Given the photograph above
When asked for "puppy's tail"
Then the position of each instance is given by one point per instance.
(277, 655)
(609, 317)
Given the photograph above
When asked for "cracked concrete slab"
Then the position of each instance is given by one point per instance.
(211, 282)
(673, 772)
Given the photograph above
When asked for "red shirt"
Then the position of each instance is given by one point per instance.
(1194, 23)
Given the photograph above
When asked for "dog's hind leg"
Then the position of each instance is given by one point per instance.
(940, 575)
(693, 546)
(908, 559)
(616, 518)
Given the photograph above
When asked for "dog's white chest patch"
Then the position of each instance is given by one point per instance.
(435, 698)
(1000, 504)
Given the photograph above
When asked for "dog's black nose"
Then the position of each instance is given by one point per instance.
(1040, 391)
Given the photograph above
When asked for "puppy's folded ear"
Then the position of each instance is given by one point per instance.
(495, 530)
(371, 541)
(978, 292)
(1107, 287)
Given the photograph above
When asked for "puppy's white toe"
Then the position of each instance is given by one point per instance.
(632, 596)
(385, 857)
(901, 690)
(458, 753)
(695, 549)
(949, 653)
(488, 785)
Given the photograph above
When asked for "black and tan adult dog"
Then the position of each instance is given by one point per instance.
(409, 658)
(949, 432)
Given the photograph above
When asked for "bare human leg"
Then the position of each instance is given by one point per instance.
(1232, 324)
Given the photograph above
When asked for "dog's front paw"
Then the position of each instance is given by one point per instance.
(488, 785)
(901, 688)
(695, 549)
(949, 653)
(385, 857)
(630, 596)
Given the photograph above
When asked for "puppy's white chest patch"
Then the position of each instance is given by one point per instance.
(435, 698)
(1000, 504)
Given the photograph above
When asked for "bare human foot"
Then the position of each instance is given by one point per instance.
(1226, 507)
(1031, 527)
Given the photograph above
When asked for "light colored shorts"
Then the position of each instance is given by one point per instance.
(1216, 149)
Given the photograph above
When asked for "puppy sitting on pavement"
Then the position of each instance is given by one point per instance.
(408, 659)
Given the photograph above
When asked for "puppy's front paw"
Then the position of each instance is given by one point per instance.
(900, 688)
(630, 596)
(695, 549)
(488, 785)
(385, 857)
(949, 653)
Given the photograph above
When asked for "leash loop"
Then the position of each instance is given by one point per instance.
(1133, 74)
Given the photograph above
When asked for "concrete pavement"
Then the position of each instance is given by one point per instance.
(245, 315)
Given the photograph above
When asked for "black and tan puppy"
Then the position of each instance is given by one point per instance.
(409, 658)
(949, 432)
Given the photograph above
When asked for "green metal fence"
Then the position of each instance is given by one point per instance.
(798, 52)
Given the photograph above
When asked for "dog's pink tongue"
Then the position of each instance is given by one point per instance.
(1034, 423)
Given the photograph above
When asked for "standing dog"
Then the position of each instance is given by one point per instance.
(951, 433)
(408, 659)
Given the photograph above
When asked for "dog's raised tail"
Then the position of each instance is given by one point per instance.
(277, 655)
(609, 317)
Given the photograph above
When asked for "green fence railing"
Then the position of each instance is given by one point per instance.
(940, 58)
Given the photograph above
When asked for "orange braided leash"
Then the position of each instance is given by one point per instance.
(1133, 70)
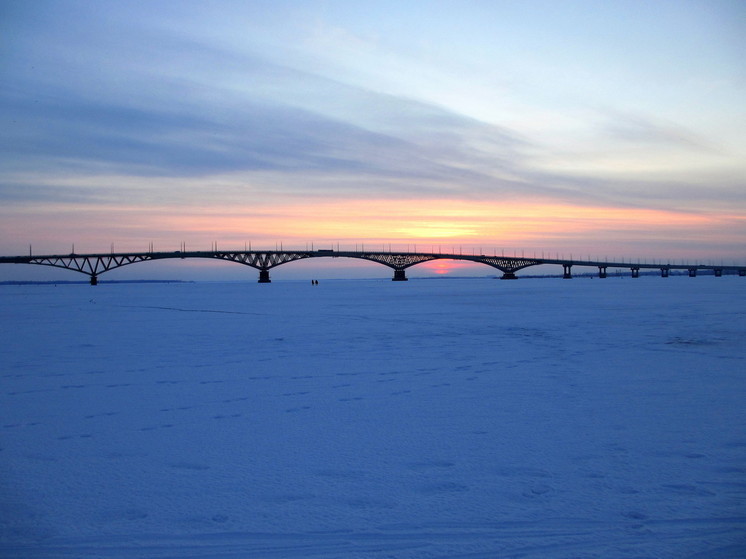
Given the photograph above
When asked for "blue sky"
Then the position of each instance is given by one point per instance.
(607, 128)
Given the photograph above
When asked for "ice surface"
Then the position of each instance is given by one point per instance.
(372, 419)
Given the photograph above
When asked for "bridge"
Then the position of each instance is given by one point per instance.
(93, 265)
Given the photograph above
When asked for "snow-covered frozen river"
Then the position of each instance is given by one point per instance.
(372, 419)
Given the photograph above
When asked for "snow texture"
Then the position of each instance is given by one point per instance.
(371, 419)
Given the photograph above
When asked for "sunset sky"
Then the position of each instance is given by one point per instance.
(607, 129)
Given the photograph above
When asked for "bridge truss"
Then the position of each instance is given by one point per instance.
(94, 265)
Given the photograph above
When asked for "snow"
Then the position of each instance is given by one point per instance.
(371, 419)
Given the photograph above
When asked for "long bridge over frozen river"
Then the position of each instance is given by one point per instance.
(93, 265)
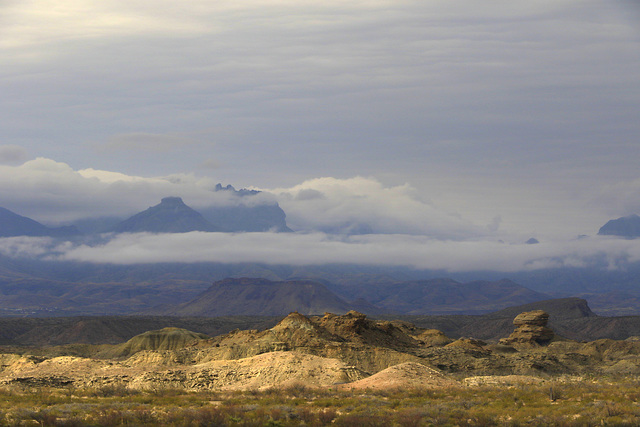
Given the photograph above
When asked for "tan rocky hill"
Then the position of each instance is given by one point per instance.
(346, 351)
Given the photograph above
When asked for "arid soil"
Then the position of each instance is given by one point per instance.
(346, 352)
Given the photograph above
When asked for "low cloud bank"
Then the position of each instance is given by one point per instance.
(363, 205)
(319, 249)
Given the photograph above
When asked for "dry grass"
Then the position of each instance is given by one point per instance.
(576, 404)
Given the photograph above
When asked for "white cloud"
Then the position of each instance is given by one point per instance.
(320, 249)
(12, 155)
(342, 204)
(52, 192)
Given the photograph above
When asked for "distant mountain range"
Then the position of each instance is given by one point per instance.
(252, 296)
(263, 298)
(172, 215)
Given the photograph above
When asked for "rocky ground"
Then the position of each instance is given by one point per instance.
(347, 352)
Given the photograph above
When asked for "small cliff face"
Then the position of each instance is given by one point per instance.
(531, 330)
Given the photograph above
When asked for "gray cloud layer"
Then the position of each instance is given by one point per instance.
(522, 111)
(319, 249)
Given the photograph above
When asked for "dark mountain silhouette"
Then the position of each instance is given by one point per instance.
(12, 224)
(447, 296)
(245, 216)
(170, 216)
(263, 298)
(628, 226)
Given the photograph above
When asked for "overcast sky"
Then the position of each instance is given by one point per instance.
(467, 119)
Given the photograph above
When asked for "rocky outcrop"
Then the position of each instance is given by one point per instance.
(531, 330)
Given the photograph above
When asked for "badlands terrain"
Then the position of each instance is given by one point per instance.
(330, 369)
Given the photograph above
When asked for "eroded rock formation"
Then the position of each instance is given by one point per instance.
(531, 330)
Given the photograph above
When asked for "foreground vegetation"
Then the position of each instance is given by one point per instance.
(563, 404)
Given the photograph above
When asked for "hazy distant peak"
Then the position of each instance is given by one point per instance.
(172, 215)
(231, 189)
(626, 226)
(172, 201)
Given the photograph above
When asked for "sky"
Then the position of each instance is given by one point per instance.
(453, 123)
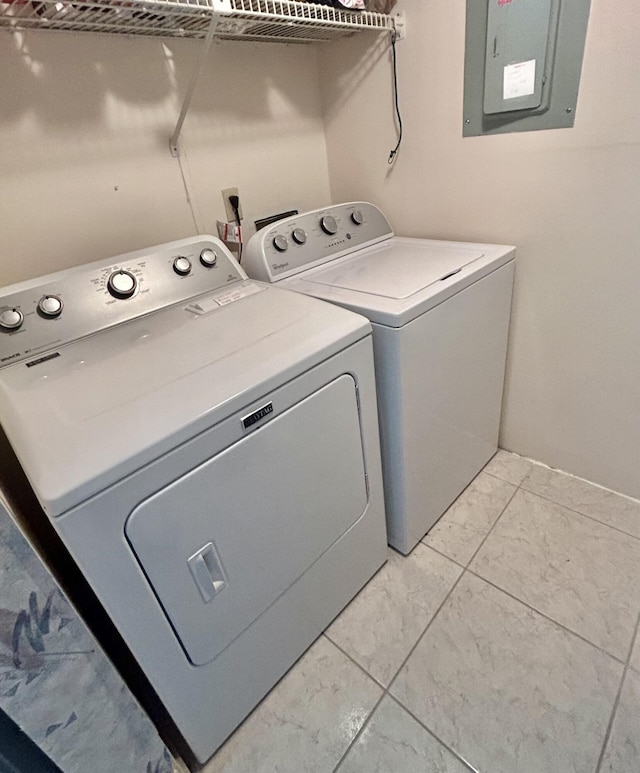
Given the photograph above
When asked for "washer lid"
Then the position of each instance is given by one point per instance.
(396, 269)
(398, 280)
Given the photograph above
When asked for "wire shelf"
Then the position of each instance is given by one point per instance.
(265, 20)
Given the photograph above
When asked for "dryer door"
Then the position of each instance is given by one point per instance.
(220, 544)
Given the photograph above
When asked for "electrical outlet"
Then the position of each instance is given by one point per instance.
(231, 215)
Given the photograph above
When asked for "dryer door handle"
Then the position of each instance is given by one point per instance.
(206, 570)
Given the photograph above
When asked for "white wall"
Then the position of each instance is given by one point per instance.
(85, 121)
(568, 199)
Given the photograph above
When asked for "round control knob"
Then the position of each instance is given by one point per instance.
(122, 284)
(11, 319)
(280, 243)
(50, 306)
(299, 236)
(208, 258)
(182, 265)
(329, 225)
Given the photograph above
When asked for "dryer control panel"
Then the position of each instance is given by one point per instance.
(44, 313)
(299, 242)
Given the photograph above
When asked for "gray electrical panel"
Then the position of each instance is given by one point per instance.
(522, 64)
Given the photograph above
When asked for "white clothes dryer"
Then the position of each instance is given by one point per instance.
(440, 314)
(206, 447)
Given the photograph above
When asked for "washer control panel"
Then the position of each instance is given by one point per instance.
(52, 310)
(299, 242)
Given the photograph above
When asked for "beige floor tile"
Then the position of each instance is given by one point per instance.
(460, 531)
(307, 721)
(507, 689)
(577, 571)
(393, 742)
(509, 467)
(623, 750)
(614, 509)
(381, 625)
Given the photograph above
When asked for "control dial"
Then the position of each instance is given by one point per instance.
(182, 265)
(299, 235)
(281, 243)
(50, 306)
(122, 284)
(11, 319)
(208, 258)
(329, 225)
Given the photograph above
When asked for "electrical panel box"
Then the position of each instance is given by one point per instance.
(522, 64)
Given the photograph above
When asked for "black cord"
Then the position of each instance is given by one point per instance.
(392, 155)
(235, 206)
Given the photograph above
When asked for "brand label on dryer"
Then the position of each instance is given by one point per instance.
(256, 416)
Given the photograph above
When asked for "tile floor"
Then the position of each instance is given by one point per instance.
(507, 642)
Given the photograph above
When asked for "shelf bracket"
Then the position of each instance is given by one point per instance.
(400, 25)
(195, 75)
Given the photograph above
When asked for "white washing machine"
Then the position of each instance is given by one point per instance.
(207, 449)
(440, 313)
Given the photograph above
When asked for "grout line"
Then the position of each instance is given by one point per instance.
(493, 526)
(355, 738)
(354, 661)
(577, 512)
(388, 687)
(616, 703)
(546, 617)
(421, 637)
(456, 754)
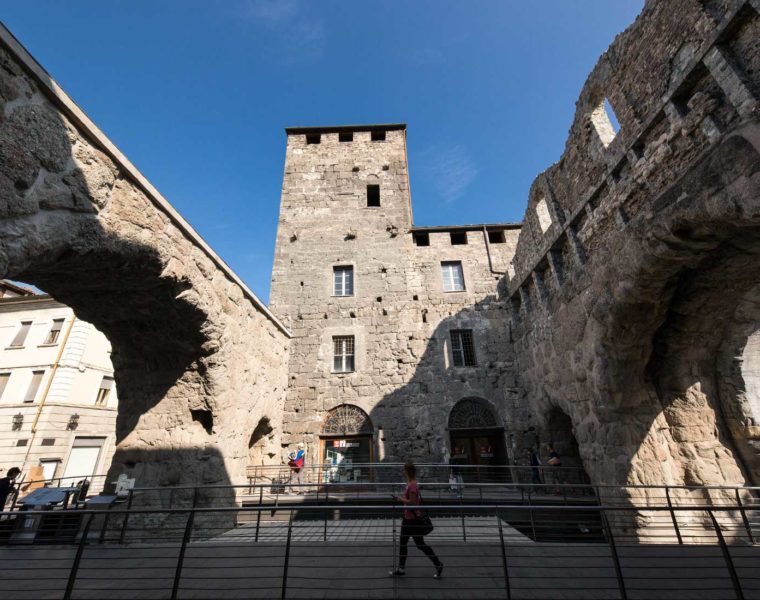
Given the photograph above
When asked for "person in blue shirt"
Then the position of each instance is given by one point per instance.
(296, 463)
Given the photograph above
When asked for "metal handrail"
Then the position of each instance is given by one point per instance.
(604, 512)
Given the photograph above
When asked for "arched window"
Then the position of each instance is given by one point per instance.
(347, 419)
(472, 413)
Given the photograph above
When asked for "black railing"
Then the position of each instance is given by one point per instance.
(348, 550)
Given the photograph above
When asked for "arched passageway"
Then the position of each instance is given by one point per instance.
(197, 358)
(477, 438)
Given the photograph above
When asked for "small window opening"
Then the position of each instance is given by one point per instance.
(421, 239)
(463, 348)
(373, 195)
(496, 237)
(458, 238)
(605, 122)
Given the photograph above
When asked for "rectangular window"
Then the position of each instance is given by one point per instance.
(106, 385)
(55, 331)
(421, 238)
(4, 378)
(343, 354)
(453, 279)
(462, 348)
(458, 238)
(373, 195)
(496, 237)
(18, 341)
(343, 281)
(34, 385)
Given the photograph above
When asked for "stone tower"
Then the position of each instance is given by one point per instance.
(392, 324)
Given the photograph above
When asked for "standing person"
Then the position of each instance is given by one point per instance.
(554, 461)
(296, 464)
(411, 526)
(7, 485)
(535, 466)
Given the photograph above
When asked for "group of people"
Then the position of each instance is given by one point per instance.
(536, 466)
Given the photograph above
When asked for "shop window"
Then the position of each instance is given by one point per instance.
(34, 385)
(55, 331)
(106, 385)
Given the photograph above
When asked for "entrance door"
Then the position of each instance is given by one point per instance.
(343, 456)
(485, 450)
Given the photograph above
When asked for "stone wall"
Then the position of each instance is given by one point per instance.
(633, 302)
(198, 359)
(399, 314)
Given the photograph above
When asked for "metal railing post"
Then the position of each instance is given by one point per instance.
(673, 515)
(395, 553)
(284, 589)
(615, 557)
(745, 520)
(504, 557)
(258, 513)
(181, 555)
(77, 560)
(727, 557)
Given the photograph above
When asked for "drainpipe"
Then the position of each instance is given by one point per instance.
(488, 253)
(48, 385)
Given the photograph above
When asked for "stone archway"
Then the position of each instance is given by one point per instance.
(197, 358)
(476, 435)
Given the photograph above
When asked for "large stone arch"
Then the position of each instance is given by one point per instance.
(198, 359)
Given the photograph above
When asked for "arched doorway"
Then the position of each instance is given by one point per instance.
(477, 438)
(346, 444)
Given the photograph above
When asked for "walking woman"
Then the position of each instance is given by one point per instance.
(413, 525)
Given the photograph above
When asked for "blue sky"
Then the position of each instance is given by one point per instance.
(197, 95)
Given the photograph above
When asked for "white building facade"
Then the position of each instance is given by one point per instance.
(57, 394)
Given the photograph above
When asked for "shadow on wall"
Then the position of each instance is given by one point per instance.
(73, 225)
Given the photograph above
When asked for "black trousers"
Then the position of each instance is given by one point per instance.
(409, 530)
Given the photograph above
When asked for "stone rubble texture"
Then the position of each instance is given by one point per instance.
(627, 308)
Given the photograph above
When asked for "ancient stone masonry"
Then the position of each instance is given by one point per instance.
(635, 304)
(397, 314)
(198, 360)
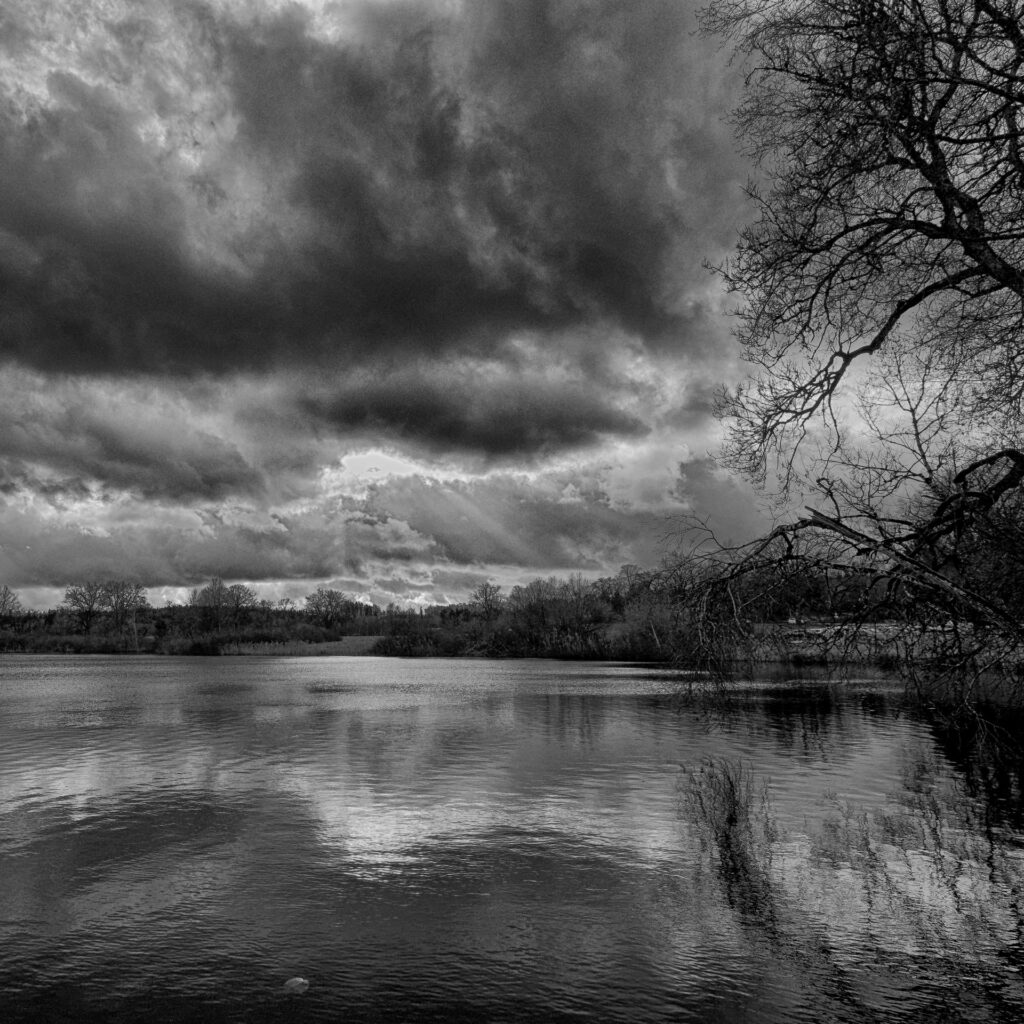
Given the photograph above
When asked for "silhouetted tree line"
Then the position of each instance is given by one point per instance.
(631, 615)
(114, 615)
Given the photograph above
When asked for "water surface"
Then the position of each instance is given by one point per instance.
(492, 841)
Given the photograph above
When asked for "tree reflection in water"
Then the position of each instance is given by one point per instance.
(914, 903)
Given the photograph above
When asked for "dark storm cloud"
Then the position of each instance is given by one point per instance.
(463, 410)
(70, 442)
(423, 184)
(510, 520)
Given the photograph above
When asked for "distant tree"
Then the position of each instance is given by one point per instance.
(9, 602)
(329, 607)
(240, 600)
(85, 600)
(122, 600)
(888, 247)
(488, 600)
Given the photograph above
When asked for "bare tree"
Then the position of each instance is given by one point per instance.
(888, 132)
(85, 599)
(890, 232)
(487, 597)
(330, 607)
(123, 599)
(10, 604)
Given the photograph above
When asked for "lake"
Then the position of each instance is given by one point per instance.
(495, 841)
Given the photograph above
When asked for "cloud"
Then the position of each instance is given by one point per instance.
(241, 240)
(202, 192)
(73, 438)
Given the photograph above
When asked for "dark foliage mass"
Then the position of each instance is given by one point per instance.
(626, 616)
(883, 307)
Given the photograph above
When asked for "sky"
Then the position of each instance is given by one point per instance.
(393, 296)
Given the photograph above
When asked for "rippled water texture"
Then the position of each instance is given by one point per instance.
(193, 840)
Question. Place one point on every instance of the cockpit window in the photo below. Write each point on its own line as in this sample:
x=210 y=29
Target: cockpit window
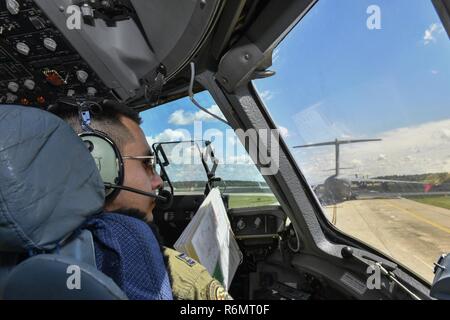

#####

• [INSTRUÇÕES DA TAREFA]: Selecione, nos registros acima, todas as linhas que contêm a palavra "distant". Diferencie maiúsculas de minúsculas.

• [PROBLEMA RESOLVIDO]:
When asked for "distant mountain range"
When asked for "hazy distant peak"
When asked for "distant tree"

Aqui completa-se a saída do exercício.